-- What you will do --
When you spot the word "stainless" in a line of the data below, copy that line.

(Saved data entries)
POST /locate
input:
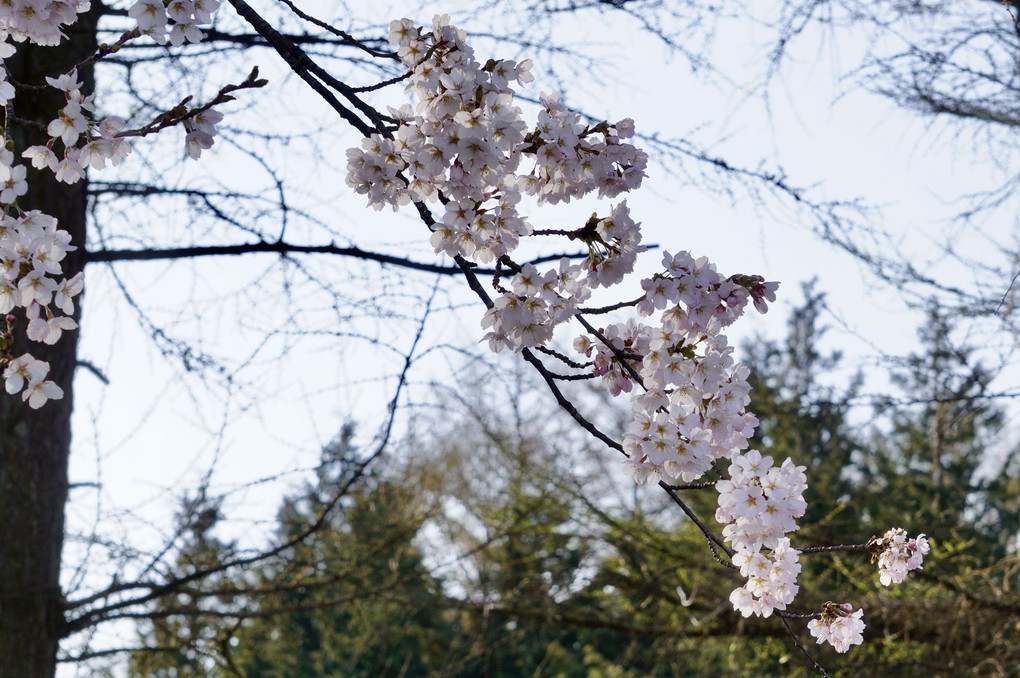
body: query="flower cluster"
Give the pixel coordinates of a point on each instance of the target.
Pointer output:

...

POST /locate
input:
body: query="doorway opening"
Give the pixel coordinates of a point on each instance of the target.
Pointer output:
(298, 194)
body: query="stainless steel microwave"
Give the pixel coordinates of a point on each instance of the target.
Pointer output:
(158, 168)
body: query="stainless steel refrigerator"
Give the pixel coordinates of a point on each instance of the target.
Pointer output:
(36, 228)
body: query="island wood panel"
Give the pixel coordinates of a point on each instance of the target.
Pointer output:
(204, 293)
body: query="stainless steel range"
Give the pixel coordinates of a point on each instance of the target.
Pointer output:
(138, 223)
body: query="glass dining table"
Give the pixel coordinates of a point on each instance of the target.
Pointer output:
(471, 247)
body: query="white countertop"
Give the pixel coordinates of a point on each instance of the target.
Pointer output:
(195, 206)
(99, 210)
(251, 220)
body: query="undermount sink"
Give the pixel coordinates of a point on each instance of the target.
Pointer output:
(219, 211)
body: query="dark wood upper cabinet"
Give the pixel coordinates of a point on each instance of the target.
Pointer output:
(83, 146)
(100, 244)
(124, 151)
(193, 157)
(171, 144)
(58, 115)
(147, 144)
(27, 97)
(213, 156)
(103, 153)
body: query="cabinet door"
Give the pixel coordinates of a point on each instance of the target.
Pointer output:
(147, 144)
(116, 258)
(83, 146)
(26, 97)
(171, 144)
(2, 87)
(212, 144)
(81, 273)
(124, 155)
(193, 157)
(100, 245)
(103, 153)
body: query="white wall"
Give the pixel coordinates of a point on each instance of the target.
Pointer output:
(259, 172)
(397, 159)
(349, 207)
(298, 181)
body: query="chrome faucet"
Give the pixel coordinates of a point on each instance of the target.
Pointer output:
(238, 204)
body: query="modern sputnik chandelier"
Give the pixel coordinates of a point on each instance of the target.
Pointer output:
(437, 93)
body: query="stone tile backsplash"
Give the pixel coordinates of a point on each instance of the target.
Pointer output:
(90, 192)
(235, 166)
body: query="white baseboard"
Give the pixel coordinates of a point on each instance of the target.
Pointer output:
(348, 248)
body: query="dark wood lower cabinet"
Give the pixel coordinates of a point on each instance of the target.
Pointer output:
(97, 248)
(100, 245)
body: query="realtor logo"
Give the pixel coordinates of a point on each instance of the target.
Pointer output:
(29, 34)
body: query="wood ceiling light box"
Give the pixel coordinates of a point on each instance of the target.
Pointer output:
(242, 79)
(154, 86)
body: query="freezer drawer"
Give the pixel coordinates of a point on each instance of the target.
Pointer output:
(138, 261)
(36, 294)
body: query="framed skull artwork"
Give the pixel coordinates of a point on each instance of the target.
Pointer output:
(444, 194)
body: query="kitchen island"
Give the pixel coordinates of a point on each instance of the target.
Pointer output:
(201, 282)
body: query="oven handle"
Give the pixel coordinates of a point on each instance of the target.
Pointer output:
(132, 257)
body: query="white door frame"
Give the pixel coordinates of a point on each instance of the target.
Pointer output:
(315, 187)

---

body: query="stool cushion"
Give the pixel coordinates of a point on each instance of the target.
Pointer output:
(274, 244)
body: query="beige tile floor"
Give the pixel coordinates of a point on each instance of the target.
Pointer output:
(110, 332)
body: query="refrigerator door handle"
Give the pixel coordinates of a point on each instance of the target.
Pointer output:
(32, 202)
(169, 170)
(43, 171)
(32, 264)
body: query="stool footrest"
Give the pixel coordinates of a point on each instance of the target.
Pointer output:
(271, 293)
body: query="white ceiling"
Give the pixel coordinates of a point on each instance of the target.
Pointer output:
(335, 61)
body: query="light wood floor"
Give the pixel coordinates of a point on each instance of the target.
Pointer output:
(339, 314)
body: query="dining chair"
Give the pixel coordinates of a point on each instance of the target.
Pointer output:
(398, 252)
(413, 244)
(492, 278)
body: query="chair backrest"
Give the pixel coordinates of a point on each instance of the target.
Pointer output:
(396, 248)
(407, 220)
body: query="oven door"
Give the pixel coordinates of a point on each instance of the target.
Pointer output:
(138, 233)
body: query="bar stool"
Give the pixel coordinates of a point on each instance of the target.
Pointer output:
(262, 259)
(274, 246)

-- Result of the task --
body: query="stainless steel microwave"
body: query="stainless steel refrigerator"
body: query="stainless steel range"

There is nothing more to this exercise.